Find each line below that contains the word "water", and copy every such line in full.

⁂

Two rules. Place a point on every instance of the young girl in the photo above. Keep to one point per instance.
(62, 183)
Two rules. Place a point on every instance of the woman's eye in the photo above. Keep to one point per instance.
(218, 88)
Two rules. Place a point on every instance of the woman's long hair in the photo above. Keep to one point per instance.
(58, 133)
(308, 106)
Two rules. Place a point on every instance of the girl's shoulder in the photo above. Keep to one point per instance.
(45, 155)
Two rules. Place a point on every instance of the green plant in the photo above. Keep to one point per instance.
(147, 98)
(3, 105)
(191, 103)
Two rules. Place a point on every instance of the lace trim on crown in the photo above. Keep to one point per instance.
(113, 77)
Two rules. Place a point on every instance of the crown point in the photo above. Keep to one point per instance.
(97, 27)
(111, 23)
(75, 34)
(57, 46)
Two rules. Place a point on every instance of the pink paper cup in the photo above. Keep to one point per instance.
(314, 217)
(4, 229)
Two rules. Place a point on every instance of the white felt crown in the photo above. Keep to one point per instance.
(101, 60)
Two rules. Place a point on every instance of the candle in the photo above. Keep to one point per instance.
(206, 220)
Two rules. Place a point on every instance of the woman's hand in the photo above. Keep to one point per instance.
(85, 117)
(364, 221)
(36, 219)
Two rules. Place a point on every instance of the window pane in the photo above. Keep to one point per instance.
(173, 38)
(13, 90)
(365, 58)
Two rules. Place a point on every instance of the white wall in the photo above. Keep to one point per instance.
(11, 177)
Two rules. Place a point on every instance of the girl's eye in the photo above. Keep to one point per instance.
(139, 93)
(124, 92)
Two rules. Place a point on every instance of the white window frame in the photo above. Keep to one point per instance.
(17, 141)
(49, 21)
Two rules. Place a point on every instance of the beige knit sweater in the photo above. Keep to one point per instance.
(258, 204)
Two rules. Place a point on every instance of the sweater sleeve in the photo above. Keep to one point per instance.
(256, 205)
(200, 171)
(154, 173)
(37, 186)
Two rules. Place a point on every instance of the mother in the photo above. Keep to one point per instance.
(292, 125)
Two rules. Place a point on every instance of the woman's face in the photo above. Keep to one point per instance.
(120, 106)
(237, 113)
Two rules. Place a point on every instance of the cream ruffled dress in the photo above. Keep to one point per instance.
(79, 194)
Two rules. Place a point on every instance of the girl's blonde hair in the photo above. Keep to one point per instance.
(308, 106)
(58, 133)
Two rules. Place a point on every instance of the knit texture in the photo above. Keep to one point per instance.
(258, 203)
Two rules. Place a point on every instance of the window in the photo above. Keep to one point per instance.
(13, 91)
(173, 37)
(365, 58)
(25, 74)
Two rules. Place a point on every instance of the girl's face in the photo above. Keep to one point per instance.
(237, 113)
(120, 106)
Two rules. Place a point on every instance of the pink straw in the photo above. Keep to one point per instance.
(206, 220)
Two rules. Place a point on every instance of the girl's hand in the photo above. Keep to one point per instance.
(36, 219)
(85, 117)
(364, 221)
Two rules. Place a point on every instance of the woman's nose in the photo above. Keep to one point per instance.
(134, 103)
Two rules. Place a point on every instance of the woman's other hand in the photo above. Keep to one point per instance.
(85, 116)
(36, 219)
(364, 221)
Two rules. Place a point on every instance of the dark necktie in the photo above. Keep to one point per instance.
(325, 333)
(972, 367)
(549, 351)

⁂

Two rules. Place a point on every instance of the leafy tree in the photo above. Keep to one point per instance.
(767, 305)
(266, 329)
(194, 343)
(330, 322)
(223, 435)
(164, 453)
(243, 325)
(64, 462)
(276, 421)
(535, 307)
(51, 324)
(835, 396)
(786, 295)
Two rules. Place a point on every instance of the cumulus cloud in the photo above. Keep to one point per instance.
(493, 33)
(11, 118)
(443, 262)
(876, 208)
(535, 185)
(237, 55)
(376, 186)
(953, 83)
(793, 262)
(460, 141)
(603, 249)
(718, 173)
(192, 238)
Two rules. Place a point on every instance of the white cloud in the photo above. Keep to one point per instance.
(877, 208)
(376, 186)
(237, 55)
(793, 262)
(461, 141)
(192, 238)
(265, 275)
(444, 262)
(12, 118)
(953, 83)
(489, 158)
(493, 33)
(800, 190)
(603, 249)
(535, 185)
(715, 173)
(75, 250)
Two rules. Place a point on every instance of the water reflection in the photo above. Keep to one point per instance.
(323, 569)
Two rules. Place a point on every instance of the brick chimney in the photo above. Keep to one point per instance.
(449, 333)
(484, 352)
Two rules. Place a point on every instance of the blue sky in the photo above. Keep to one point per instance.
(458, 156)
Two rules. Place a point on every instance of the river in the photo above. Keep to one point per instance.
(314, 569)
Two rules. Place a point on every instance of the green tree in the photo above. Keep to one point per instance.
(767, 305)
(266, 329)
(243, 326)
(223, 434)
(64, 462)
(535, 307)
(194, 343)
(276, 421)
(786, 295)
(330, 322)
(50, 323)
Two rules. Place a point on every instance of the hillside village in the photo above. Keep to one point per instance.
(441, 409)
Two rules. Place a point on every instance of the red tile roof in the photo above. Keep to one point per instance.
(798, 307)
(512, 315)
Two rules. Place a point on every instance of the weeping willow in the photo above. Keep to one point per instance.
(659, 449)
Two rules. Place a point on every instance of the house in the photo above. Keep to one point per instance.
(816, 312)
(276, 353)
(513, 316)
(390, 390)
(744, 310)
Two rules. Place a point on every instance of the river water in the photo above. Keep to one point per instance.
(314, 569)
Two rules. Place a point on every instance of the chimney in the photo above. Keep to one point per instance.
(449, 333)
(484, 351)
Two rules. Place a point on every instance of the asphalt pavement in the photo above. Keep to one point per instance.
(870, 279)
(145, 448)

⁂

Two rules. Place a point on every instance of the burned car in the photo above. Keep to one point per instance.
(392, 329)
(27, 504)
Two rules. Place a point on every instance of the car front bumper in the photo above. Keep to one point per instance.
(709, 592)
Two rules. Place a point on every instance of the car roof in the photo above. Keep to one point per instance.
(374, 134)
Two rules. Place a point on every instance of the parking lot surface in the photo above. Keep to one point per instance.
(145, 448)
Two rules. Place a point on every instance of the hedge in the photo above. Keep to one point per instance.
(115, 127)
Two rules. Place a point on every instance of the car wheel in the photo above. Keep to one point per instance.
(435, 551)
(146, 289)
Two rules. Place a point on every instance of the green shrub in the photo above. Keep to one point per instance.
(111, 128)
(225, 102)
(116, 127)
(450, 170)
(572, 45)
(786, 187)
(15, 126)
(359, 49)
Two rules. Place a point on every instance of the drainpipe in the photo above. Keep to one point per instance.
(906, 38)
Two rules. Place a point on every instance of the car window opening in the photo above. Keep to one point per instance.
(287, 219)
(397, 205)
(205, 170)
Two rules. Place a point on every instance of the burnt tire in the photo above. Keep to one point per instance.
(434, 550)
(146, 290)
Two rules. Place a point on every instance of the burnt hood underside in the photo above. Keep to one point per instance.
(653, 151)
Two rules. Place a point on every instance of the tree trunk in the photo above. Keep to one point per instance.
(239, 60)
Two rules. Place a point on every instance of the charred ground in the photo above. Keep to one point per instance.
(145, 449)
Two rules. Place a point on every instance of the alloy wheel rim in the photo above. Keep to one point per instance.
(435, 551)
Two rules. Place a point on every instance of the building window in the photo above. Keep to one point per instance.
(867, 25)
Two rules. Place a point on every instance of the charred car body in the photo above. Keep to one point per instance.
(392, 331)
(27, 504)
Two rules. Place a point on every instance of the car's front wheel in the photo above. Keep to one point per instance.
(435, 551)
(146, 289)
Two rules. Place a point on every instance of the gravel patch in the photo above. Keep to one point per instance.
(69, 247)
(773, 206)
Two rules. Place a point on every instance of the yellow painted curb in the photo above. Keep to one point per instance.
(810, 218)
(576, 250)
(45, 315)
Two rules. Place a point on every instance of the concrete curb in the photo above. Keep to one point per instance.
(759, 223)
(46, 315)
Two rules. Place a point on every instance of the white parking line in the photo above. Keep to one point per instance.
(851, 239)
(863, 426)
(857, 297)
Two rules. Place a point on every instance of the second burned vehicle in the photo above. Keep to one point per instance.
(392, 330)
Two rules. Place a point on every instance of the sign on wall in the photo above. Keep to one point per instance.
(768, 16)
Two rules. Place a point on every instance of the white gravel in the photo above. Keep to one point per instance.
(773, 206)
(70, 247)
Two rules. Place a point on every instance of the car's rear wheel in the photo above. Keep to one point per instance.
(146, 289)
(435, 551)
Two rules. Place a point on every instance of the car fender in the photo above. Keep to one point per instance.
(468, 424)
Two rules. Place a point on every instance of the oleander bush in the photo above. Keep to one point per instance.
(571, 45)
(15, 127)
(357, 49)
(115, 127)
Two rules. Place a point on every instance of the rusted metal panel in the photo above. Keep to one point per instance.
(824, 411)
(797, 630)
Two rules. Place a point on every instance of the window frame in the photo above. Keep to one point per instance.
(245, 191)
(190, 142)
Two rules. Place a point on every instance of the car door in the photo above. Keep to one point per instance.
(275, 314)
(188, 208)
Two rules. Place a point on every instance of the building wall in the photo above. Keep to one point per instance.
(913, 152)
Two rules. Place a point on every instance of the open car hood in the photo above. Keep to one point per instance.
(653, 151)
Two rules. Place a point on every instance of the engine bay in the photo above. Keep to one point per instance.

⁂

Response:
Two rules. Place a point on every instance of the water reflection in the photo above. Keep to one point per instance.
Two rules. Place a point on every instance of the river water in the photo above. Keep to one point per instance.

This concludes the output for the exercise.